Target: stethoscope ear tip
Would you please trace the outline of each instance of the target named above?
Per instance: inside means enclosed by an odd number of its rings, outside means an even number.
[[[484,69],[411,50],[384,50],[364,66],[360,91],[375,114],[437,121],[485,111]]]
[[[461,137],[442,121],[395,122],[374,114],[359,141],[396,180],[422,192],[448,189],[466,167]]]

Exercise requirements » Rewrite every line of the material above, requests included, with each polygon vertex coordinate in the answers multiplied by 2. Round each result to a whole number, with halves rounded up.

Completed task »
Target: stethoscope ear tip
Would you please trace the outline of each instance of the target named above?
Per instance: inside means enclosed by an odd number of its rings, outside means an even number.
[[[968,138],[822,100],[768,100],[728,132],[720,182],[750,228],[874,242],[970,222]]]
[[[922,274],[884,242],[790,244],[748,228],[718,282],[792,360],[844,384],[896,378],[932,334]]]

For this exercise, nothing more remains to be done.